- _About this exercise_
When a record contains an image, skip the image and retype the rest of that record exactly.

Natural-language object grounding data:
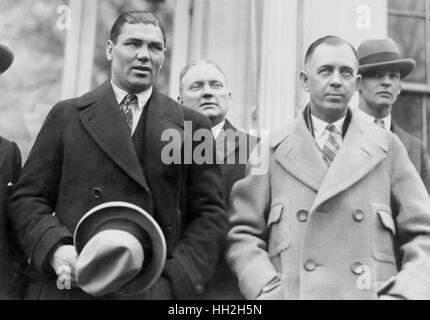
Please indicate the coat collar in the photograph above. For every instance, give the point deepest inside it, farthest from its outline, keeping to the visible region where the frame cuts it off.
(100, 114)
(363, 147)
(226, 144)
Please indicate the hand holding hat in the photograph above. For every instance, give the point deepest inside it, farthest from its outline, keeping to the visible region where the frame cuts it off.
(121, 249)
(6, 58)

- _Reply to the task_
Please indicate the coat collar in the photograph above. For every instance, give the point deepest inside it, farthest from its outline, keeping to the visible region where the frame cuts it off.
(100, 114)
(363, 147)
(226, 144)
Please indicate the hand holding hat in the photograph above. For every instance, give the point deepest inside it, farthest from its outline, keeping to the visible region where the frame cuts it off.
(121, 249)
(6, 58)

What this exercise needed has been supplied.